▶ _What this task involves_
The result must match the data exactly, line for line.
[Data extract]
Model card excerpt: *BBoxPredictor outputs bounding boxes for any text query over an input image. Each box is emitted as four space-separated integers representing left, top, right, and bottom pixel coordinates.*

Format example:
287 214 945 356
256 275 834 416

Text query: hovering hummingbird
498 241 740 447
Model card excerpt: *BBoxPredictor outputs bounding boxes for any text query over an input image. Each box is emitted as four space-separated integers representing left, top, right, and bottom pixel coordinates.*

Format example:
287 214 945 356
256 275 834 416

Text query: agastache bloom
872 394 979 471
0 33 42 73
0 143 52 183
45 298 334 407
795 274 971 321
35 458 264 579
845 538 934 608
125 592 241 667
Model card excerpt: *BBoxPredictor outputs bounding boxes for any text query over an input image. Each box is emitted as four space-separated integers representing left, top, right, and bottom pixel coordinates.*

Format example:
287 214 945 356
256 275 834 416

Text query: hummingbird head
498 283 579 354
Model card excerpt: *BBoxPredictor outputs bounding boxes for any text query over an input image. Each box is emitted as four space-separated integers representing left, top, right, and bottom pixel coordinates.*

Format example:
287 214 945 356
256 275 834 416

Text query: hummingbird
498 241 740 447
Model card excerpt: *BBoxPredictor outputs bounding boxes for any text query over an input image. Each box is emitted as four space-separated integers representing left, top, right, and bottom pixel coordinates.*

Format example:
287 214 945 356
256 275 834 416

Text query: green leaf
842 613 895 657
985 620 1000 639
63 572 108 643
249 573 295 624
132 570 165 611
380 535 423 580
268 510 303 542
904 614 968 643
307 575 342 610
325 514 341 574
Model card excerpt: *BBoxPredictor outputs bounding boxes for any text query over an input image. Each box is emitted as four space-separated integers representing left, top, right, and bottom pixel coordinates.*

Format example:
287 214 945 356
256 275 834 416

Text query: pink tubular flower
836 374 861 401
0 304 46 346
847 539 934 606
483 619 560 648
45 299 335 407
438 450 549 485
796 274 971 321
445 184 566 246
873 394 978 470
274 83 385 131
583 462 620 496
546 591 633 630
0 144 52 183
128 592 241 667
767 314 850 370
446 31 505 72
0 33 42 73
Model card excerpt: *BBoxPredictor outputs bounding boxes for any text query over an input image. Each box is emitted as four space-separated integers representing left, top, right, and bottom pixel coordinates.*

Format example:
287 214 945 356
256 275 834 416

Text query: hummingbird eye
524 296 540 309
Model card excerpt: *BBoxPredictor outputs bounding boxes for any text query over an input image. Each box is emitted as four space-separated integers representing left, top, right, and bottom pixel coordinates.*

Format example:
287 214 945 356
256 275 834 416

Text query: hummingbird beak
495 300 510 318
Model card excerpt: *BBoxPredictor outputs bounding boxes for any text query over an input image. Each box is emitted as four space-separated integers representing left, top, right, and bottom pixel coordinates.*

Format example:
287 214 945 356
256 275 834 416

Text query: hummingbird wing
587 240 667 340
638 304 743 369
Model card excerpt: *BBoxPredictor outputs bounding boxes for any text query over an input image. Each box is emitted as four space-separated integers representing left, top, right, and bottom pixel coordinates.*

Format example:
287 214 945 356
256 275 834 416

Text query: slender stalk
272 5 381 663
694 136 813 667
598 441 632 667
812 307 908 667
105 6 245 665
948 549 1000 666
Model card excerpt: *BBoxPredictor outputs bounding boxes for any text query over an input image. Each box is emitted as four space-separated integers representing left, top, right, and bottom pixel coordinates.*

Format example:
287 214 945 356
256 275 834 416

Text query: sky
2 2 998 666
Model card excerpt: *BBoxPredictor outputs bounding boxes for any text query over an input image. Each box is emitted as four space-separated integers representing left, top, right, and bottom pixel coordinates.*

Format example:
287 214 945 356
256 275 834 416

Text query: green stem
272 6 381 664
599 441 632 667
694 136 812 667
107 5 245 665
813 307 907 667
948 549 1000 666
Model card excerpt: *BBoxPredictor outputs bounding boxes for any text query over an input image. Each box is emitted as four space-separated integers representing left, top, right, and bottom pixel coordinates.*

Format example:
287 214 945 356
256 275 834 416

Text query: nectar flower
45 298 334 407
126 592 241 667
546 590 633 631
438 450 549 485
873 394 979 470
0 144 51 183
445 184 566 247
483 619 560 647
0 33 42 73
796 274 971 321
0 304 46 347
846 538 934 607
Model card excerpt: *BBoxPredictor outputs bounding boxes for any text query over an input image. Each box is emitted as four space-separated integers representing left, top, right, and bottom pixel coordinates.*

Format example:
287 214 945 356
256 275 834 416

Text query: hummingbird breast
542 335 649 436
[/Data extract]
▶ _Result for this task_
Model card excerpt: *BBoxPredictor outputs bounding boxes for any text query over an input image. Each box is emitted as four space-separated integers representing left, top, right, and bottom pixel coordinates.*

Format example:
287 214 945 356
256 275 834 416

Text query: hovering hummingbird
498 241 740 447
Model card excerpt: *BBoxPredictor outputs bounding boxes for any text query over an input image. Each box is emitted as four space-separated integers representing left, top, right, and bottom pixel coordinates.*

Format example:
287 214 945 356
256 275 834 416

Text query: agastache bloom
872 394 979 471
0 33 42 73
0 143 52 183
45 298 334 407
795 274 971 321
35 458 264 579
845 538 934 608
125 592 241 667
Model card excerpt: *BBoxPredictor outputs bounding boxes for any text query over an input image. Each box is emitted as four space-separated integers representing left, top, right, and bottom pixel coordinates.*

Format example:
287 214 945 356
256 275 834 416

Text query: hummingbird head
498 283 579 354
Model card excerpt: *BBoxPredictor outputs bounding boxes for any text query over an input image. Each box is emitted as four space-separated integers representing left, top, right, and bottom pixel coordinates.*

Format example:
287 214 945 356
256 275 834 416

Text query: hummingbird
498 241 740 447
Model card excerpt: *BBoxPredictor outputs bounding boxes for any text query over an input image. Each box is emitted as four space-separated integers representing left, top, right, and bottom pixel coordinates.*

Format example:
287 214 945 356
256 275 834 416

Text query: green leaf
842 613 895 657
985 620 1000 639
63 572 108 643
249 573 295 624
132 570 165 611
380 535 423 580
268 510 303 542
904 614 968 643
307 575 342 610
325 514 341 574
Model card excerpt: *BBoxPredictor outputs bounding boxes for any text query over an input image. Each box is emitted as four space-separated integers representing left, top, right, and bottom pixel coordinates.*

Format example:
287 214 945 356
256 275 834 416

Text query: pink tubular flower
836 374 861 401
0 304 46 346
847 539 934 606
483 619 560 648
45 299 335 407
438 450 549 485
796 274 971 321
445 184 566 246
873 394 978 470
274 83 385 131
583 462 620 496
546 591 633 630
0 144 52 183
128 592 241 667
767 314 850 370
446 31 505 72
0 33 42 73
Model card excerpt: *BBoxPredictor outputs bounding boxes for any text query over an input image. Each box is emitted as four space-separated integers representing left, top, right, and bottom pixel coordinates.*

Format example:
287 214 945 356
256 275 834 416

Text query: hummingbird eye
524 296 540 309
Model card excerpt: *BBoxPredictor outputs bounding boxes for any text query over an input image. Each box is emitted as four space-separated integers representing left, top, right, and bottom pixel coordinates.*

Format example:
287 214 945 356
256 275 834 416

Text query: hummingbird beak
495 300 510 318
Model card excerpt: *BBoxPredictor outputs bounding boxes for any text query over an input image. Each box is emitted as four space-separated integers representing left, top, right, and bottom pixel coordinates.*

Format example:
287 214 945 356
256 275 834 416

Text query: hummingbird wing
587 240 667 340
638 304 743 369
Model card excerpt: *BBoxPredictor outputs bounding boxes for any text query over an input image. Each box is emitted as four space-separated integers representing left, top, right, and bottom pixel coordinates.*

Format example:
287 214 945 356
256 275 834 416

Text query: slender stalk
272 5 381 663
694 136 813 667
598 441 632 667
812 307 908 667
105 6 245 665
948 549 1000 666
Model card excerpt: *BBoxPredictor outputs bounding boxes for any text query over an input image. Each box is emitted as four space-separated integers representing left, top, right, and bottom pixel coordinates.*

Format example:
287 214 945 356
256 275 834 416

Text query: sky
2 2 998 666
Model card excerpt: *BBoxPredictor outputs bounding boxes for any text query over an input image. Each box is emitted as four space-separated integers representing left, top, right, and bottom pixel coordinates.*

Format example:
287 214 945 356
256 275 834 416

Text query: green stem
272 6 381 664
599 441 632 667
694 136 812 667
107 5 245 665
813 307 907 667
948 549 1000 666
Model card excerpt: *BBoxPredictor outputs bounding boxes for any text query over an input image. Each box is emitted as four space-separated integers representing left, top, right, and bottom pixel coordinates.*

Format example:
287 214 945 356
256 275 834 416

Text query: nectar flower
45 298 334 407
126 592 241 667
546 590 633 631
438 450 549 485
873 394 979 470
0 144 51 183
445 184 566 247
483 619 560 647
0 33 42 73
796 274 971 321
0 304 46 347
846 538 934 607
Model card excerpt: *BBoxPredictor outputs bounding boxes for any text query over an input image. Each box is emitted as four space-separated integers representing left, top, right, and bottom pixel coordinates.*

Format example:
287 214 945 356
256 275 834 416

Text query: hummingbird breast
542 335 649 436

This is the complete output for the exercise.